» Your assignment: Once the pictures are set aside, transcribe the remaining data exactly.

» Given data:
──────

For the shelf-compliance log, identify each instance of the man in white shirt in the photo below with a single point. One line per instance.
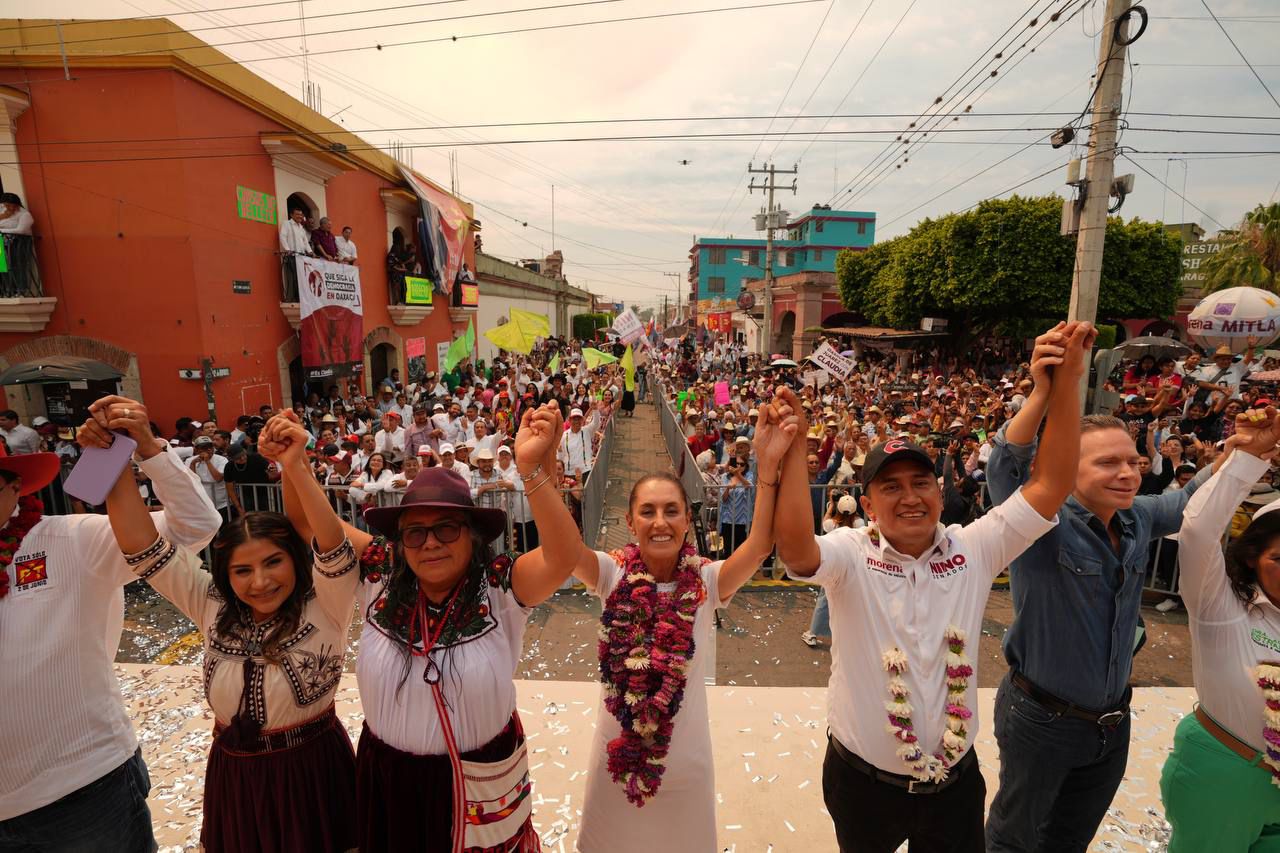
(391, 439)
(14, 219)
(449, 463)
(575, 448)
(72, 776)
(346, 247)
(906, 601)
(18, 437)
(209, 466)
(293, 235)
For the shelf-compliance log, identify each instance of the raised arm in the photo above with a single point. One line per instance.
(792, 529)
(562, 552)
(1054, 474)
(1203, 583)
(775, 432)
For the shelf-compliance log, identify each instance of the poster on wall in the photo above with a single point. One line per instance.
(417, 291)
(332, 318)
(415, 350)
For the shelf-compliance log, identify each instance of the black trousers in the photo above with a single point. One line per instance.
(876, 817)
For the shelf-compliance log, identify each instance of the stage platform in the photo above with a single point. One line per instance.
(768, 743)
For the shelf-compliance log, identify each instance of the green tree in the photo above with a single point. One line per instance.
(1002, 263)
(1249, 255)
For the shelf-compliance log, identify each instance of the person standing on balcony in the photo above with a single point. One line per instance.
(72, 776)
(14, 219)
(346, 247)
(293, 235)
(323, 241)
(19, 437)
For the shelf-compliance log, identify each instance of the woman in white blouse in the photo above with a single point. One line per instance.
(1220, 783)
(274, 615)
(442, 763)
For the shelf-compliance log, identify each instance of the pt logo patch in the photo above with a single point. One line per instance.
(31, 573)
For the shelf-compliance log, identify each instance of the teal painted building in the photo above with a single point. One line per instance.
(721, 267)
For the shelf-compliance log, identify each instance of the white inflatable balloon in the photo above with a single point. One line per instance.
(1232, 316)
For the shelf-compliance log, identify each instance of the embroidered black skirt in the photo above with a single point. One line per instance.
(282, 792)
(405, 802)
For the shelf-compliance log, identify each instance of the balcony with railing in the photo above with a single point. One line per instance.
(23, 305)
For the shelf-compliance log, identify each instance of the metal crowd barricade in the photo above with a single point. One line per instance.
(681, 457)
(597, 487)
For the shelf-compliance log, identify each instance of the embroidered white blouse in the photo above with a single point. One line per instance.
(475, 666)
(284, 694)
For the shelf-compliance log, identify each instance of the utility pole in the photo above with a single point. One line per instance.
(1100, 169)
(771, 222)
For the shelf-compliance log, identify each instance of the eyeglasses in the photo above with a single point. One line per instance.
(444, 532)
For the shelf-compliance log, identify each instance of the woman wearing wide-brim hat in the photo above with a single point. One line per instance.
(442, 765)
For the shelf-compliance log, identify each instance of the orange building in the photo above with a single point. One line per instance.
(158, 172)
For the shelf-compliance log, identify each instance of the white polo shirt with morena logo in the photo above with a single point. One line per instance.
(881, 598)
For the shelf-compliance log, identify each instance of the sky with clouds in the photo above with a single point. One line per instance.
(626, 211)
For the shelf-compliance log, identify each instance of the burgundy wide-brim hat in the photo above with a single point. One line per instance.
(438, 488)
(36, 470)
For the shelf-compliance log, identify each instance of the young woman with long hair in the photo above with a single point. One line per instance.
(442, 763)
(1220, 783)
(650, 779)
(274, 616)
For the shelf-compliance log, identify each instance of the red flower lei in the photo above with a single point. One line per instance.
(647, 643)
(30, 511)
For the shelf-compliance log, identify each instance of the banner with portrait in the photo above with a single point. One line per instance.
(332, 318)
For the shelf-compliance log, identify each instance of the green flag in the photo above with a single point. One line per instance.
(594, 357)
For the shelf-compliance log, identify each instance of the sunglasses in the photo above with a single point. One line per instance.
(444, 532)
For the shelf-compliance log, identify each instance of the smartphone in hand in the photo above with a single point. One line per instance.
(97, 469)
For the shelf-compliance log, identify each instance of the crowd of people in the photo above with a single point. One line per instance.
(946, 474)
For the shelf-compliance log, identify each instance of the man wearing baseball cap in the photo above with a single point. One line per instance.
(576, 450)
(906, 600)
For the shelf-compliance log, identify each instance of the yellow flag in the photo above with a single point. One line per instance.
(511, 337)
(629, 369)
(594, 357)
(531, 324)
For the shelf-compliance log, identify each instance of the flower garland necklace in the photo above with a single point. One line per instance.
(647, 644)
(30, 511)
(1269, 679)
(955, 737)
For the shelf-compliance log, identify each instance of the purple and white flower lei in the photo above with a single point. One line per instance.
(955, 739)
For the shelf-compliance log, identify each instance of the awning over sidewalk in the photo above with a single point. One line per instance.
(58, 369)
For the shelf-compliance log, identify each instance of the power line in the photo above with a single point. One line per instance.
(640, 121)
(878, 169)
(264, 23)
(881, 158)
(863, 73)
(1153, 176)
(781, 104)
(1261, 82)
(382, 46)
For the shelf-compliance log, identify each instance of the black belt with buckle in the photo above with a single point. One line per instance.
(1105, 719)
(910, 784)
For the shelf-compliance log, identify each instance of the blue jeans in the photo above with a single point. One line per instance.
(1057, 776)
(821, 623)
(108, 815)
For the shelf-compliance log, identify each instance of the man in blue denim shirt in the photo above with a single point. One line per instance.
(1063, 711)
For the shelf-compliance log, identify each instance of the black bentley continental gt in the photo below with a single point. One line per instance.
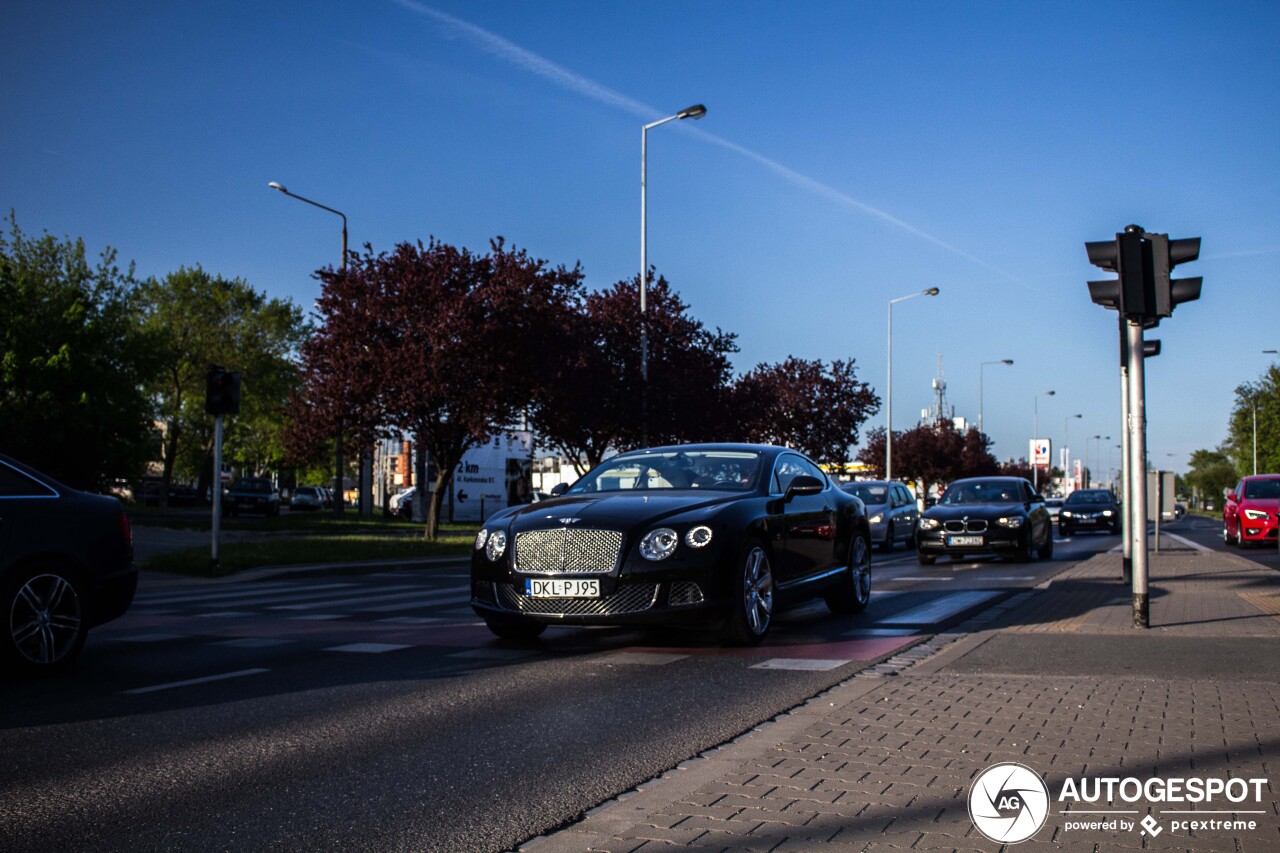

──────

» Written solution:
For the shelf-compliance log, identify each instance of the man in white shirt in the photo below with a single point. One line per instance.
(391, 439)
(14, 219)
(449, 463)
(575, 448)
(72, 776)
(346, 247)
(906, 601)
(18, 437)
(209, 466)
(293, 235)
For the shelf-compliance log, identify each instance of the raised arm in the photo above with a single point. One line per instance.
(792, 529)
(562, 552)
(1054, 474)
(1203, 583)
(775, 432)
For the shelf-compliance log, identify each instance of the poster on wall in the photo above with a single point. One line per instance.
(417, 291)
(332, 318)
(415, 350)
For the shelf-compliance log, identify each instance of the black trousers in the photo above with a single point. One line per instance.
(876, 817)
For the shelf-compliance log, identify each instance of the stage platform in the photo above with a single point. One line per instance.
(768, 743)
For the shelf-compliance log, identify each instance of the green tree in the photo above with a single point. One line per instance.
(1002, 263)
(1249, 255)
For the shelf-compliance log, identify each instance of the person standing on balcony in the photo above with a single point. One line per instance.
(72, 776)
(14, 219)
(346, 247)
(293, 235)
(323, 241)
(19, 437)
For the shelf-compliance log, identify each instance of the woman in white blouse in the photo above with a single point. One line per instance.
(1220, 783)
(274, 615)
(442, 763)
For the shelf-compliance log, identify each instance of the pt logo patch in the photo above with a single point. One line per instance.
(31, 573)
For the shelf-compliance log, identify each instance of the teal painted building in the photo above with a single point. One line per instance.
(721, 267)
For the shelf-compliance log, identify each instance of the white inflatable balloon in the photo above with a single point. One line per instance.
(1232, 316)
For the shelf-compliance log, identify each instance of the embroidered black skirt in the photo above with a single point. One line per instance.
(282, 792)
(405, 802)
For the shelf-compliance log, identify each instance of the balcony with railing in the photo above with a single point. One line per instance.
(23, 305)
For the shelf-compliance log, identify each instance of the metal crowd barricade in the photo above with a single point. One line per instance.
(681, 457)
(597, 487)
For the shelf-compliance log, identify each instance of the embroidered white blouse in the photo above with a single point. One line per instance.
(475, 666)
(284, 694)
For the shelf-compliance log, identify each instance of the utility pole in the photo above with a single point. One line per instance.
(1100, 169)
(771, 222)
For the shelf-compliance log, identify each instance of the eyeglasses in the photo above with a single point. One line per instance.
(444, 532)
For the shelf-compliance log, identify each instance of the woman wearing wide-brim hat in the photo above with a single point. One line per instance.
(442, 765)
For the shelf-compliance log, identify each instance of the orange building in the photo above with a single point. One line per instance.
(158, 172)
For the shelf-compliance log, identify each instance of the white polo shirt with morena logo in the photo above with a single point. One line per instance.
(881, 598)
For the shelf-compliance log, identify each instance of the sky with clouds in the photo above with a single point. One line per instance.
(626, 211)
For the shelf-compliance log, identify each instance of the burgundy wide-brim hat in the photo above with a single point. One line per instance.
(438, 488)
(36, 470)
For the shelf-compliance log, identify each instance of the young woman with long hair in the photo above with a single point. One line per instance.
(442, 763)
(1220, 783)
(650, 779)
(274, 616)
For the shelf-compliance log, identify each instance of the red flower lei in the photo above with a single point. One line per instance.
(647, 643)
(30, 511)
For the shelf-compliance log, identify each instance of the banner with portrait in the photo above with a single point. One line per instance.
(332, 318)
For the shelf-compliance log, identify each instance of the green flag in the photo above with a single point. One line per instance.
(594, 357)
For the shelf-compliance log, identify each instance of the sunglasses in the photo above with a single point. One line per instance.
(444, 532)
For the shelf-compliance log, identify each instance of the smartphone in hand in the photo above with a single point. One line per instance.
(97, 469)
For the shelf-compliance log, identify each instance of the crowd of people in the photo above with a single point. One line per instance.
(946, 474)
For the shelf-compliance log, identify each instance of the man wearing baseball cap in the photo above with a single point. One line per instance.
(576, 450)
(906, 600)
For the shelf-compliance log, identify each instance of the yellow flag in the photo above with a single point. One line per instance.
(511, 337)
(629, 369)
(594, 357)
(531, 324)
For the shelf-compliance log, identify each instance of the flower garland necklace in the photo above with a single point. One line per instance.
(647, 644)
(30, 511)
(1269, 679)
(955, 737)
For the shelf-compliance log, identify each instance of the purple and white flower lei in the photo above with a single point. One line per instance.
(955, 739)
For the shelf-compliance log, identify each instance of the awning over sidewalk in the photo above with a single point. One line per instance.
(58, 369)
For the shelf-compliance log, identify each instance of the power line in the photo above with a single point. One line per instance.
(640, 121)
(878, 169)
(264, 23)
(881, 158)
(863, 73)
(1153, 176)
(781, 104)
(1261, 82)
(382, 46)
For the shelf-compliance log, identify each instance of the black belt with buckle in the photo above with a single point. One line per instance.
(1105, 719)
(910, 784)
For the shelf-compliance log, identify each instance of the blue jeans in the photo above with a single point. One line per instance.
(1057, 776)
(821, 623)
(108, 815)
For the shelf-compliance log, identify each instance of the man in blue denim shirt in the photo above with a single point. One line per instance.
(1063, 711)
For the shelf-compliance log, identify each instance of the black bentley continental gt in the photo below with a single point. One line per instance.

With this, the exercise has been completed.